§ **PROVIDED PASSAGE**
--- BEGIN ---
A fair reputation-based system must attempt to provide an adequate balance between these concerns through active harm reduction in its design:

  • The harm to the data subject from misleading annotations can be reduced by blinding the identity of the data subject.
  • The harm to the data publisher from misleading annotations can also be reduced by blinding the identity of the data subject.
  • The harm to the data consumer from misleading annotations can be reduced by allowing them to consume annotations from multiple sources.

Shinigami Eyes, or how designing for fairness can be difficult

The Shinigami Eyes browser extension was designed to help people establish trust in various web resources using a reputation-based system. In general, the author attempted to make thoughtful choices to ensure the system was reasonably fair in its design. However the system has a number of flaws, both technical and social, which highlight how building systems of trust requires a detailed understanding concerning how the underlying primitives interact and the consequences of those interactions.

Shinigami Eyes and Blinding

As already noted, a fair reputation-based system must blind the identity of the data subject to protect both the data subject and data publisher. The approach used by Shinigami Eyes was to use a bloom filter constructed with a 32-bit FNV-1a hash.

The FNV family of hashes are a non-cryptographic family of hashes, which provide scalability up to 1024 bits, which works by performing an XOR of the current byte’s value against the current hash value, then multiplying that value by the designated FNV prime. There is an alternate set of FNV hashes which swaps the XOR and multiplication steps, which is the variant used by Shinigami Eyes.
--- END ---
§ **DATASET EXCERPT**
--- BEGIN ---
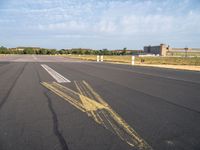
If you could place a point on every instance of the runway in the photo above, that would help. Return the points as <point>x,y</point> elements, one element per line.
<point>58,103</point>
--- END ---
§ **CHALLENGE A**
Answer these questions from the Shinigami Eyes passage:
(i) What did Shinigami Eyes use to blind the identity of the data subject?
(ii) How can harm to the data consumer from misleading annotations be reduced?
(iii) Which set of FNV hashes does Shinigami Eyes use?
§ **CHALLENGE B**
Repeat the Shinigami Eyes passage between "A fair reputation-based system must attempt" and "from multiple sources.", inclusive.
You won't need the lines.

§ **WRITTEN ANSWER A**
(i) A bloom filter constructed with a 32-bit FNV-1a hash.
(ii) By allowing them to consume annotations from multiple sources.
(iii) The alternate set, which swaps the XOR and multiplication steps.

§ **WRITTEN ANSWER B**
A fair reputation-based system must attempt to provide an adequate balance between these concerns through active harm reduction in its design:

  • The harm to the data subject from misleading annotations can be reduced by blinding the identity of the data subject.
  • The harm to the data publisher from misleading annotations can also be reduced by blinding the identity of the data subject.
  • The harm to the data consumer from misleading annotations can be reduced by allowing them to consume annotations from multiple sources.